**Input material:**
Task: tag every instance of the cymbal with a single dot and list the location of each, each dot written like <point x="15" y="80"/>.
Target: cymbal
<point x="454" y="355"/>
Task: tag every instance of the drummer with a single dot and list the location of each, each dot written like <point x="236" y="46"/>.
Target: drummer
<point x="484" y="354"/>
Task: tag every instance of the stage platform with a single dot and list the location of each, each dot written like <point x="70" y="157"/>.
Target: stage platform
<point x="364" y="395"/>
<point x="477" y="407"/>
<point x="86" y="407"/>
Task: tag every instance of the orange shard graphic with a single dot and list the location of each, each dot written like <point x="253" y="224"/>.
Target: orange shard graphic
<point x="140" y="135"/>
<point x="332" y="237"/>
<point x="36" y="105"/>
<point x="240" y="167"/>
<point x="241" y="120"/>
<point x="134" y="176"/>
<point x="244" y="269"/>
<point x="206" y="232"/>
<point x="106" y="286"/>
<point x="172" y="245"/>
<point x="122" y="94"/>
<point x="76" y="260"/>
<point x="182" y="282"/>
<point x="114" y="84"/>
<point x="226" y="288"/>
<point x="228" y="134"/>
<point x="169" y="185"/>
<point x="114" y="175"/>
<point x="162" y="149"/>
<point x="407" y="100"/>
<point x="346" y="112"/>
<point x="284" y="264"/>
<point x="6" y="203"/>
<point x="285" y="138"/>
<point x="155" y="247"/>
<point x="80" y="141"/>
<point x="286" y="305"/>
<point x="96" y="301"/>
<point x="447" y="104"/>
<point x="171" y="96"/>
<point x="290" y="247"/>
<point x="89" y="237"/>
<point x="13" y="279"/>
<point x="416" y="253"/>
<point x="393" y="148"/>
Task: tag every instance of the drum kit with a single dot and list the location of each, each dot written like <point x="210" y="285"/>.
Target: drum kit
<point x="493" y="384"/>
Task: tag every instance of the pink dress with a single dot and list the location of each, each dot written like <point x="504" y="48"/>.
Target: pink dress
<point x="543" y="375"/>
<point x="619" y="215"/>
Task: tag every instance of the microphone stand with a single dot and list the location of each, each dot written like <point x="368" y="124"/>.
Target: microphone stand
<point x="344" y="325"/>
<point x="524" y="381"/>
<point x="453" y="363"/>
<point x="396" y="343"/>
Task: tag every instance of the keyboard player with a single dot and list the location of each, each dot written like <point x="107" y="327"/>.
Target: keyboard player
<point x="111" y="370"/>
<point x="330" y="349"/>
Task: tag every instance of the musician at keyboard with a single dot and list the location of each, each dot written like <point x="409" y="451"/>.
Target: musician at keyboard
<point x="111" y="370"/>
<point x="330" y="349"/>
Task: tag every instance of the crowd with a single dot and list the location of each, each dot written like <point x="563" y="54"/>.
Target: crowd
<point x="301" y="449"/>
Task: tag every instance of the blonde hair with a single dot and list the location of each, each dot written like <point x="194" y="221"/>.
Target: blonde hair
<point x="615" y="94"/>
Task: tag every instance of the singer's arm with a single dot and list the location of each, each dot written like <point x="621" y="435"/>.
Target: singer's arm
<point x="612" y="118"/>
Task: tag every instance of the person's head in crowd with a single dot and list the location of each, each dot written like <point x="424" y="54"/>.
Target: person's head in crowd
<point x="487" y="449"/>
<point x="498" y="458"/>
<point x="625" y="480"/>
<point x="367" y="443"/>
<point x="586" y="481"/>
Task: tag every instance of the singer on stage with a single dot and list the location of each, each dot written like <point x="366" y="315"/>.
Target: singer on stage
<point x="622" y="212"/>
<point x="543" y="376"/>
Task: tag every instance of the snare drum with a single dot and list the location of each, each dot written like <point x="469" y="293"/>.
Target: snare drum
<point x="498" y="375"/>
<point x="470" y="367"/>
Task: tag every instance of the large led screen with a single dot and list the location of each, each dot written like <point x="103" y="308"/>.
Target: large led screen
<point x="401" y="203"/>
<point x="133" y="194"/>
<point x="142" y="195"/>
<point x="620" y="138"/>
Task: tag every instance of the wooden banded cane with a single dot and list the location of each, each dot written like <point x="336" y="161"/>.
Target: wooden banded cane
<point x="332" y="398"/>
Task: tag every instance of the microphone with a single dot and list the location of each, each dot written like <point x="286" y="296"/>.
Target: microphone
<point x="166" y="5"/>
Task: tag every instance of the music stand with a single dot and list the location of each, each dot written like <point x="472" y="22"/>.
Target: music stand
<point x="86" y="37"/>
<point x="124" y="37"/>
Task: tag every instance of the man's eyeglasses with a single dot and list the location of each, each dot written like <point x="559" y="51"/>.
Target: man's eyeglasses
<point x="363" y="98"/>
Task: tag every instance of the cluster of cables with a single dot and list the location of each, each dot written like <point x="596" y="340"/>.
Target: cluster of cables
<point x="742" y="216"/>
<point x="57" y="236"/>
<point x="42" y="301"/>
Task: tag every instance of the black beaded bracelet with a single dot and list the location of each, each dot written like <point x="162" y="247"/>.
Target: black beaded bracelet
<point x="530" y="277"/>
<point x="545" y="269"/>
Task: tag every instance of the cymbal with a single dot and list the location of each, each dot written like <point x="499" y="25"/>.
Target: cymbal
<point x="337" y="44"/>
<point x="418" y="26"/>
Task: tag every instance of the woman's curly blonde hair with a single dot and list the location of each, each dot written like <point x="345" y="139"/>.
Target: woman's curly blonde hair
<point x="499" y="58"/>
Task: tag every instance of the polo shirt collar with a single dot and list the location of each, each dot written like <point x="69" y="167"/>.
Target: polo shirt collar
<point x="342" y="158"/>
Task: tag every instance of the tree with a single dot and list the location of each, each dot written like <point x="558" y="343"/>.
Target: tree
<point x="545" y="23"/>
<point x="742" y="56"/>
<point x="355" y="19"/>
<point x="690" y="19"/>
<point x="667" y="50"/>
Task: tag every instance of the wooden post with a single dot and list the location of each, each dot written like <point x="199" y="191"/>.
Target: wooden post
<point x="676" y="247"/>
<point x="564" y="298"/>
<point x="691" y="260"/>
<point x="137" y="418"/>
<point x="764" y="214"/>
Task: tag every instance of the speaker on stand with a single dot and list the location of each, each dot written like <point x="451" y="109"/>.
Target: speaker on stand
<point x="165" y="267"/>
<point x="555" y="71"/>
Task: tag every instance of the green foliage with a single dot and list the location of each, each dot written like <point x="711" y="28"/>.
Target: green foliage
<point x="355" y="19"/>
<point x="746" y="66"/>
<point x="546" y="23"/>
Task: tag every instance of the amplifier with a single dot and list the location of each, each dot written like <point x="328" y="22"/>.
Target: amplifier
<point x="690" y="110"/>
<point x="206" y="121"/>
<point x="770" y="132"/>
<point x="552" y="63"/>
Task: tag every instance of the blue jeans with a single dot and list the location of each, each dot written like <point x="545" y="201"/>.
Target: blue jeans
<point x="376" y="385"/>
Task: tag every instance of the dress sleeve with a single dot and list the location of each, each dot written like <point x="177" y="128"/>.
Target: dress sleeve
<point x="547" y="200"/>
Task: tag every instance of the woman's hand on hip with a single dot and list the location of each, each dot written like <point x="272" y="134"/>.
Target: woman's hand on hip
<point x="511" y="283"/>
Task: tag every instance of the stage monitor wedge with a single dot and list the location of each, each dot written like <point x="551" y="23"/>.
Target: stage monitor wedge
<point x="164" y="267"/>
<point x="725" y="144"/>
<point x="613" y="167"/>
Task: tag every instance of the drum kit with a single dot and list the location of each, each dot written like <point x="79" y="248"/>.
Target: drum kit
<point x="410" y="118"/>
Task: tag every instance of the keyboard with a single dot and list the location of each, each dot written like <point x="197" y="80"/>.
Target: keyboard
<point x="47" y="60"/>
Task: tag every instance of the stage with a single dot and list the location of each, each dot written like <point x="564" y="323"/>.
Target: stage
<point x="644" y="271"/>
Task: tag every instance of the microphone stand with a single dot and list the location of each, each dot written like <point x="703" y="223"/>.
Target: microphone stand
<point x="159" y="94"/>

**Task instructions:** Extract, exactly as they appear, the lines from the one containing "Task: tag every instance of the keyboard with" through the final line.

**Task output:**
Task: tag every instance of the keyboard with a single dot and list the location of each, each dot written like <point x="197" y="80"/>.
Target: keyboard
<point x="47" y="60"/>
Task: tag every instance of the stage with a single dot and list the location of each, each dot written like <point x="564" y="323"/>.
Target: stage
<point x="644" y="271"/>
Task: tag every instance of the microphone stand with a single dot and list the location of each, each dot written like <point x="703" y="223"/>.
Target: microphone stand
<point x="159" y="94"/>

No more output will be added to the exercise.